Consigne:
Poursuivez le texte ci-dessous consacré à l'interdiction de jurer et de blasphémer, en reprenant là où il s'arrête.

1. Manda la court de monsenhor d’Irle, senhor d’esta viela, que negun home ne deguna femena, de qualque condition ou estat que sia, non auze jurar ny blasfemar maliciosamen de Dieu ny de la Verges Maria. Et aquo sus la pena de cent solz tournes donados al dich senhor, et de trauquar la lengua, et d’estar sus lou costel per l’espaci de una hora.

100 sous tournois, la langue trouée et rester une heure sur le costel « pilori » (instrument fait d’un poteau et d’une planche de bois dans laquelle on peut bloquer les mains et la tête d’un prisonnier). Il est plus sévère et plus cherque le roi Charles VI. Voir ci-dessous

per traucar la lengua au XXIe s. :    

                                                                                             et sus lou costel au Moyen Age

 Traucar est le dérivé verbal de trauc « trou » et vient régulièrement d’une racine *traucum . (-au- se maintient en occitan, comme dans pausam > pausa, causam >causa, ainsi que le –c devenu final après un o, u, au en latin, comme dans focum >foc, paucum > pauc.).

(Enregistrements d'un jeu de données d'annotation par points)
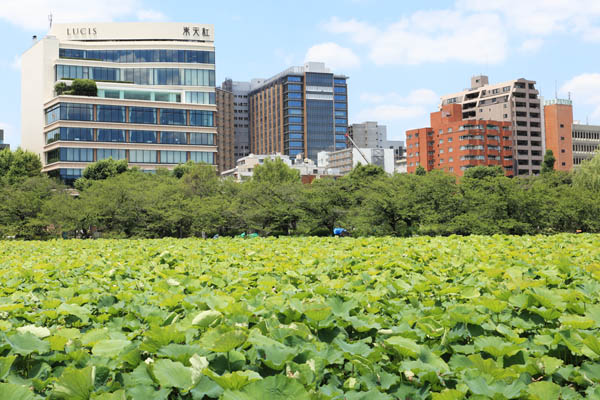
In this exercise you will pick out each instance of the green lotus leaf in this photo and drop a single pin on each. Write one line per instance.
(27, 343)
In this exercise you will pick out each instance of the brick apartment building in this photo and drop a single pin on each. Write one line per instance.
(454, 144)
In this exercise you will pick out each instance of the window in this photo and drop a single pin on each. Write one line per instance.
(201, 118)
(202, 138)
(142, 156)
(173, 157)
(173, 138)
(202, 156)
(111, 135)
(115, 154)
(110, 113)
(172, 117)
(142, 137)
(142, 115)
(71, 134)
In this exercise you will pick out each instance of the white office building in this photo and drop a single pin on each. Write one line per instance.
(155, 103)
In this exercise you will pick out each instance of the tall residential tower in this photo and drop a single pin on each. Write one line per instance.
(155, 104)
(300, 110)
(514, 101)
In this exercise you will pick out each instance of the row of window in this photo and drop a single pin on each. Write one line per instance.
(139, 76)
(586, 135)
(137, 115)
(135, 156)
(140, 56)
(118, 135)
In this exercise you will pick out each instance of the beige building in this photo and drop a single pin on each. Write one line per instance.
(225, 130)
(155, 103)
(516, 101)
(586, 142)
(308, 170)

Réponse à la consigne:
L’astérisque devant *traucum indique que ce mot n’existait pas en latin. La première attestation date du VIIIe siècle sous la forme traugum. Comme les représentants de cet étymon ne se trouvent qu’en galloroman et en catalan, on a pensé à une origine celtique. Mais, il n’y a pas d’appui pour cette hypothèse, aucun *trauc dans les langues celtiques. Il faudra donc supposer que les Gaulois l’ont créé ou bien emprunté à leurs prédecesseurs. Pour cette dernière hypothèse on peut trouver quelques données dans le basque troka, dans le dialecte des Asturies (nord de l’Espagne) torcu « trou dans la terre » et en sarde trokku « abîme », qui reposeraient sur une base *troco. Mais cette base ne rend pas compte des formes avec -au- de l’occitan et du catalan trauc « trou, boutonnière ». Trauc reste donc un trou dans nos connaissances de l’histoire de la langue.

Remarque 1. En suivant le FEW qui se base sur l’Atlas linguistique de la France, le TLF remarque à propos de la notion « trou »:

« Dans l’Est et le Sud-Est, le type pertuis (v. percer) est plus largement utilisé, v. FEW t. 13, 2, p. 232a. ».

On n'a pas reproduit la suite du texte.